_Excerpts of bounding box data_
━━━━━━

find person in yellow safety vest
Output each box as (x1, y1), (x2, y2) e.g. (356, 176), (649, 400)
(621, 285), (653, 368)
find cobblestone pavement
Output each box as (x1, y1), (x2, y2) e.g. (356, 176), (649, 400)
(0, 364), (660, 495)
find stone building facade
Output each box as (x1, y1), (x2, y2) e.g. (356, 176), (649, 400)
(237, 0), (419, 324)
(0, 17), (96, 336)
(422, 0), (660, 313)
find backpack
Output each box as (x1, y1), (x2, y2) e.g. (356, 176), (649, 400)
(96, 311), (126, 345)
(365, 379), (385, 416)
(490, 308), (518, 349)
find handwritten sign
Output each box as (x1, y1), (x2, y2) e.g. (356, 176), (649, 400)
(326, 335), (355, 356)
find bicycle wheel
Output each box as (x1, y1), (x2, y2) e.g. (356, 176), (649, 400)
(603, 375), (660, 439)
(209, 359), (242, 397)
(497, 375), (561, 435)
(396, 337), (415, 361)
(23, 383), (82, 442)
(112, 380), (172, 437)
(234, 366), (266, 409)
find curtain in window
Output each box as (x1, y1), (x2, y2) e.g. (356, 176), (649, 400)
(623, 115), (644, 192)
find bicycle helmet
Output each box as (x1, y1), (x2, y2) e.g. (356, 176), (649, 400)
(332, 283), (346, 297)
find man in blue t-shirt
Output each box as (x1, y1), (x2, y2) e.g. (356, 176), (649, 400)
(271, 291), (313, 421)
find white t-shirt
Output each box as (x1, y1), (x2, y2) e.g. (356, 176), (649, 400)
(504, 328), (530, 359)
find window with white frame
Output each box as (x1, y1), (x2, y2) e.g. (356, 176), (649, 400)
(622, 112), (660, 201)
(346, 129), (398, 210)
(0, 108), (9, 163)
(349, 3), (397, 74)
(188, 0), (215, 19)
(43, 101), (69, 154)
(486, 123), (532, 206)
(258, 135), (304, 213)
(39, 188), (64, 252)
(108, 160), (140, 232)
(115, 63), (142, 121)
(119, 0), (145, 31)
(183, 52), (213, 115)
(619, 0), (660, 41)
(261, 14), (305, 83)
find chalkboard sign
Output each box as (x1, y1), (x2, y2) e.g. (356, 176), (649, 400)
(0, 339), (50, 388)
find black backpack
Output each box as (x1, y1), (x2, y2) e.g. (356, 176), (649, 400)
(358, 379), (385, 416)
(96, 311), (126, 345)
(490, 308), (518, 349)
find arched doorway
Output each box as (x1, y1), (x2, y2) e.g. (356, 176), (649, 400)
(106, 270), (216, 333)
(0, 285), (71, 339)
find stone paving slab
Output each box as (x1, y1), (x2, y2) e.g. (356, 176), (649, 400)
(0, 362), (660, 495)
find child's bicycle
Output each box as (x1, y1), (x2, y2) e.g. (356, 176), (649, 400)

━━━━━━

_THE TASK_
Rewrite the lines from the one holding "find man in blue t-shirt" through the one holding "(504, 328), (530, 359)", inclusive, and shift every box coordinate in the answers by -130. Copy all other text in those lines as it stands, including the numbers in the format sample.

_FINAL ANSWER_
find man in blue t-shirt
Output each box as (x1, y1), (x2, y2) e.g. (356, 176), (649, 400)
(141, 161), (183, 291)
find white t-shirt
Output each box as (x1, y1), (x2, y2) e.g. (356, 176), (649, 400)
(374, 198), (400, 229)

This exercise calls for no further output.